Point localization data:
● ● ●
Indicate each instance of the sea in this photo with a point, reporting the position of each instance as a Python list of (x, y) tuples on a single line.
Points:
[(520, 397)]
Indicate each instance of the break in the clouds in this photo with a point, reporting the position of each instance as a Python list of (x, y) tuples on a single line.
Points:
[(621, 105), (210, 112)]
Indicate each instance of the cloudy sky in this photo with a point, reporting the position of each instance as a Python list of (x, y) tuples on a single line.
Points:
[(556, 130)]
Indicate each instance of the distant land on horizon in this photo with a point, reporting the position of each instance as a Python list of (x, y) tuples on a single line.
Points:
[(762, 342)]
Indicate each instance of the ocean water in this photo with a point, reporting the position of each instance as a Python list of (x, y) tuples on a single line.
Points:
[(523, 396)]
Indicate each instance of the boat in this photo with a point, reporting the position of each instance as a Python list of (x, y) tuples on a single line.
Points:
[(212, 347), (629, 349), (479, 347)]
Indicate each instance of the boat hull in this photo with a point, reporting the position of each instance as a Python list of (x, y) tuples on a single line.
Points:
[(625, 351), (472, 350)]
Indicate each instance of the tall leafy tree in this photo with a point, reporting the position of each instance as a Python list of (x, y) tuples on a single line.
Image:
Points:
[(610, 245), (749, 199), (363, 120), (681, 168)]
● ● ●
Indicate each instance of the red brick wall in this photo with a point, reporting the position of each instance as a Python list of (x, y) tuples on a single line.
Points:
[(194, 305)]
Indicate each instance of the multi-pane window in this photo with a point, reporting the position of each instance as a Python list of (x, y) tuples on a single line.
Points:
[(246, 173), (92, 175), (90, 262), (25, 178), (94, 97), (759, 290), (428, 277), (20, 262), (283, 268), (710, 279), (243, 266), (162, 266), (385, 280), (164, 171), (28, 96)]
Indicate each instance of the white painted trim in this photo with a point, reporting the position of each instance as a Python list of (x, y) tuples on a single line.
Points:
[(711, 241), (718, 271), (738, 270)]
● ● ●
Problem
What lines in the data above contain the word "boat"? Show them all.

Output of the task
Indicate each instance of the boat in this photo with a point, reporting the position of each instance as a Python list of (x, y) tuples on a single line.
Indicate each instance of the boat hull in this photo with a point, reporting the position of each instance as a Python list of (x, y) tuples on a single line.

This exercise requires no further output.